§ Page extract:

------------------------------

# Why do people leave?



## atlast (May 24, 2007)

What do you think are the primary reasons that people move abroad with the intention of staying permanently, then leave after a couple of years?


----------



## ellenjoan (Jun 17, 2007)

I left Belgium because of the bad weather there.

Am now 4 years in Spain and it s paradise as long as I stay on my beautifull property (> 200.000 m² big house, swimmingpool, horses,seaview, mountainviews, silence, nature at it's best...)

But as soon as I go out, i'm confronted with the lack of respect in every way(lack of respect for nature, animals, humans).

So I've decided that I do not want to stay here another 30 years. 
As I just turned 40 I said to myself I beter start now looking out where I would want to life in future.

Ellenjoan


----------



## atlast (May 24, 2007)

That makes me wonder if having this wonderful big property has isolated you so much from the country that you haven't had enough exposure to adjust. Sort of like my fear of driving here. I don't do it very often, and as other people on the forum have pointed out, I need to drive every day in order to adapt.


----------



## ellenjoan (Jun 17, 2007)

Ow no, not at all...I've just worked too long for people with problems...was a lawyer in belgium...for the little guy in the street...divorces;;roadaccidents and s.o., problems all the time..when they have problems they call you all the time...when you resolve their problems...they are happy and forget...I never forgot...
I've regulized all the problems of my neighbours with their land here, most for free,...but I m just sick of the way my ...work here in Spain...so slow...what's the hury...

Enough, enough


----------



## Destination Spain (Jun 17, 2007)

*Why do they leave.....*

A number of reasons I have found in my experience. Work, language, culture and the kids not settling into school. I learnt the language and I am happy here and so is my son. It is not an easy language to learn but worth the effort if you really want to make it in Spain. I believe life in places such as Malaga would be easier as it is hard to find a Spaniard there that doesn't speak English!


----------



## atlast (May 24, 2007)

Do you think having false expectations has a lot to do with it?


----------



## Big Pete (Aug 7, 2007)

I should think only money worries would drive someone to get out of Spain , Unless they chose the wrong area ?

------------------------------

§ Aim: Write the next part of the forum thread on why people who move abroad to stay end up leaving, starting after the post that asks whether the wrong area was chosen.

------------------------------

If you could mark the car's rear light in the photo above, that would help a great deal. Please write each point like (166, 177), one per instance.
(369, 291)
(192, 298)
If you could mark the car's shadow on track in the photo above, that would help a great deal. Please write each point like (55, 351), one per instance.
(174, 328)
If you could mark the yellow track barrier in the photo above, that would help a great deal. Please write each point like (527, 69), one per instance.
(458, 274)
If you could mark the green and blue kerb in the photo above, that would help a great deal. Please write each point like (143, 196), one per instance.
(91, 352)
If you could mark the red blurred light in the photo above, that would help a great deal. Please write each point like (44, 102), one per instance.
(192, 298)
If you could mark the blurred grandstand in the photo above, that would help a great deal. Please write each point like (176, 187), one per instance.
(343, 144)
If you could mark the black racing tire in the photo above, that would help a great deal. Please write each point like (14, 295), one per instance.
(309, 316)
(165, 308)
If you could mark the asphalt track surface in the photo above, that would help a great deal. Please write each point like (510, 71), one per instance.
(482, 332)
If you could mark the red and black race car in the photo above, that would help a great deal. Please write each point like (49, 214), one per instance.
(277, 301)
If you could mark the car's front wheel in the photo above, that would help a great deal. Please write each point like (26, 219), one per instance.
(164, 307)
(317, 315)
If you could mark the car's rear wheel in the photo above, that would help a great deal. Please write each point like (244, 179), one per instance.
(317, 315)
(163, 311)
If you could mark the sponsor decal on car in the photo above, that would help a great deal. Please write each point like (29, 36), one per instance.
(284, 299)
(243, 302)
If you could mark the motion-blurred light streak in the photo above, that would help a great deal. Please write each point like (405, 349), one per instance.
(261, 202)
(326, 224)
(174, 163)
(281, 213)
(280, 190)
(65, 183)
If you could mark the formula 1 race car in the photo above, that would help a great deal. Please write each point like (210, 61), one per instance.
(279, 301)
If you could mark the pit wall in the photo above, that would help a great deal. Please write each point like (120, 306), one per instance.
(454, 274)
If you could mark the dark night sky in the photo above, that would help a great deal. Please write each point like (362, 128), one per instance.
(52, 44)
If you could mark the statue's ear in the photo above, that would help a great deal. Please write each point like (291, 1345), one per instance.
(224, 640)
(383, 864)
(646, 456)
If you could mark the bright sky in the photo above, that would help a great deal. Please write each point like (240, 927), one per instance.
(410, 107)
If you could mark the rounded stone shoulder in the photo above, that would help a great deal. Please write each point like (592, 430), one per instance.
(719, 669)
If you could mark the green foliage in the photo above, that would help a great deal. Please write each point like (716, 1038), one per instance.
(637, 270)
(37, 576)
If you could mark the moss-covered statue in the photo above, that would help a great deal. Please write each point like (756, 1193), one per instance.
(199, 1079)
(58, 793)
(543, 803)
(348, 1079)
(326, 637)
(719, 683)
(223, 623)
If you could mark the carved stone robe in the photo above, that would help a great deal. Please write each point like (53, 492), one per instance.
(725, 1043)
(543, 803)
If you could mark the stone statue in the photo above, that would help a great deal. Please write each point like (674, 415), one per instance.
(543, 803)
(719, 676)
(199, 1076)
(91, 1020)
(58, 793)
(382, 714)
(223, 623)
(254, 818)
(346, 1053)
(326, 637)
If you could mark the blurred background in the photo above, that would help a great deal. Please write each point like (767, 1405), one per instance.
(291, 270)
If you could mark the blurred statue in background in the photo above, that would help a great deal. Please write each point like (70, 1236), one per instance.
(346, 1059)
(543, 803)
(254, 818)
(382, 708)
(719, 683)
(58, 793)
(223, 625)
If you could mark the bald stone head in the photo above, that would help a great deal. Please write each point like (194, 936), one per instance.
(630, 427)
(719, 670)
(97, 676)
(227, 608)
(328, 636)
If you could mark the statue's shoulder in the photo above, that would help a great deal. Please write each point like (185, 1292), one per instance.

------------------------------

§ Task result:
----------



## Stravinsky (Aug 12, 2007)

Not being able to get work I guess, causing financial troubles. But Spain doesn't suit everybody cos its such a different way of life, work ethic, different language etc


----------



## richie3487 (Aug 19, 2007)

Is it hard to find work there then, i am a plumber & tiler and was hoping to move there and find work.


----------



## Big Pete (Aug 7, 2007)

richie3487 said:


> Is it hard to find work there then, i am a plumber & tiler and was hoping to move there and find work.


You may have to get over do something menial just to keep you going while you find a plumbing or tiling job , which i am sure you will find ..
But it will be a case of putting your name about etc, dont think it will just appear overnight.


----------



## richie3487 (Aug 19, 2007)

Pete,

Thanks for the advice, i know it is not going to be as simple as turn up and start, Tha Army set me up for a few knocks in my life, so im not a give up at the first hurdle man. Could you recomend any places to look for accommodation and work, would like to start with a long term rent of 6 months before buying.


----------



## Big Pete (Aug 7, 2007)

richie3487 said:


> Pete,
> 
> Thanks for the advice, i know it is not going to be as simple as turn up and start, Tha Army set me up for a few knocks in my life, so im not a give up at the first hurdle man. Could you recomend any places to look for accommodation and work, would like to start with a long term rent of 6 months before buying.


Sorry for the delay in replying richie i have been away ..

Work wise you would need to be near to Palma for all year work , as in winter things shut down at the smaller tourist areas .

Long term rents for 6 months over the winter will be easy i should think but during summer will be expensive as they cash in then ..

I will be back over again in a few weeks will do some looking and research when i am over ..and let you know ..


----------



## Goldberg (May 24, 2007)

Everyone has different reasons.
Some miss what they are used to.
Some lose a partner and want to move back
Some wish to have another change
Some miss friends and family
Expat life is for some, but not for others, the thing is unless you try you never know.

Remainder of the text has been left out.